Getting to know your data
For many years, researchers argued about what is more important: data or algorithms. But now, it looks like the importance of data over algorithms is generally accepted among ML specialists. In most cases, we can assume that the one who has better data usually beats those with more advanced algorithms. Garbage in, garbage out—this rule holds true in ML more than anywhere else. To succeed in this domain, one need not only have data, but also needs to know his data and know what to do with it.
ML datasets are usually composed from individual observations, called samples, cases, or data points. In the simplest case, each sample has several features.
Features
When we are talking about features in the context of ML , what we mean is some characteristic property of the object or phenomenon we are investigating.
Note
Other names for the same concept you'll see in some publications are explanatory variable, independent variable, and predictor.
Features are used to distinguish objects from each other and to measure the similarity between them.
For instance:
- If the objects of our interest are books, features could be a title, page count, author's name, a year of publication, genre, and so on
- If the objects of interest are images, features could be intensities of each pixel
- If the objects are blog posts, features could be language, length, or presence of some terms
Note
It's useful to imagine your data as a spreadsheet table. In this case, each sample (data point) would be a row, and each feature would be a column. For example, Table 1.1 shows a tiny dataset of books consisting of four samples where each has eight features.
Table 1.1: an example of a ML dataset (dummy books):
Title | Author's name | Pages | Year | Genre | Average readers review score | Publisher | In stock |
Learn ML in 21 Days | Machine Learner | 354 | 2018 | Sci-Fi | 3.9 | Untitled United | False |
101 Tips to Survive an Asteroid Impact | Enrique Drills | 124 | 2021 | Self-help | 4.7 | Vacuum Books | True |
Sleeping on the Keyboard | Jessica's Cat | 458 | 2014 | Non-fiction | 3.5 | JhGJgh Inc. | True |
Quantum Screwdriver: Heritage | Yessenia Purnima | 1550 | 2018 | Sci-Fi | 4.2 | Vacuum Books | True |
Types of features
In the books example, you can see several types of features:
- Categorical or unordered: Title, author, genre, publisher. They are similar to enumeration without raw values in Swift, but with one difference: they have levels instead of cases. Important: you can't order them or say that one is bigger than another.
- Binary: The presence or absence of something, just true or false. In our case, the In stock feature.
- Real numbers: Page count, year, average reader's review score. These can be represented as float or double.

▶ INFORMATION PROVIDED
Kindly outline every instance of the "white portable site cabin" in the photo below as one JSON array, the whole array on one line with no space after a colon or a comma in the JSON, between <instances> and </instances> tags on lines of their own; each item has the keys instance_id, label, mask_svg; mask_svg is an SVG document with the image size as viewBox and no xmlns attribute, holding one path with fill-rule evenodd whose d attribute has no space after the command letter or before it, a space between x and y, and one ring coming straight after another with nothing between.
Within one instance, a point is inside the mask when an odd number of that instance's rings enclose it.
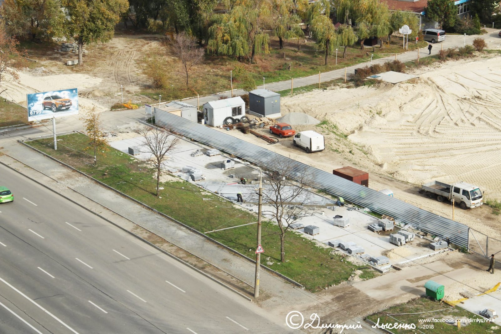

▶ SET TASKS
(a) From the passage on machine learning features, reproduce the text between "ML datasets are" and "we are investigating.", inclusive, substituting "instances" for "observations".
(b) Answer these questions from the passage on machine learning features:
(i) What three other names for features does the passage say appear in some publications?
(ii) How many samples does the books dataset in Table 1.1 contain, and how many features does each have?
(iii) Which feature in the books example is named as binary?
(c) Extend the passage on machine learning features by continuing it after its final sentence.
None of the lines are needed for this work.

▶ OUTPUTS BY TASK
(a)
ML datasets are usually composed from individual instances, called samples, cases, or data points. In the simplest case, each sample has several features.
Features
When we are talking about features in the context of ML , what we mean is some characteristic property of the object or phenomenon we are investigating.

(b)
(i) Explanatory variable, independent variable, and predictor.
(ii) Four samples, each with eight features.
(iii) In stock.

(c)
There are others, but these are by far the most common.
The most common ML algorithms require the dataset to consist of a number of samples, where each sample is represented by a vector of real numbers (feature vector), and all samples have the same number of features. The simplest (but not the best) way of translating categorical features into real numbers is by replacing them with numerical codes (Table 1.2).
Table 1.2: dummy books dataset after simple preprocessing:
Title | Author's name | Pages | Year | Genre | Average readers review score | Publisher | In stock |
0.0 | 0.0 | 354.0 | 2018.0 | 0.0 | 3.9 | 0.0 | 0.0 |
1.0 | 1.0 | 124.0 | 2021.0 | 1.0 | 4.7 | 1.0 | 1.0 |
2.0 | 2.0 | 458.0 | 2014.0 | 2.0 | 3.5 | 2.0 | 1.0 |
3.0 | 3.0 | 1550.0 | 2018.0 | 0.0 | 4.2 | 1.0 | 1.0 |
This is an example of how your dataset may look before you feed it into your ML algorithm. Later, we will discuss the nuts and bolts of data preprocessing for specific applications.
Choosing a good set of features
For ML purposes, it's necessary to choose a reasonable set of features, not too many and not too few:
- If you have too few features, this information may be not sufficient for your model to achieve the required quality. In this case, you want to construct new ones from existing features, or extract more features from the raw data.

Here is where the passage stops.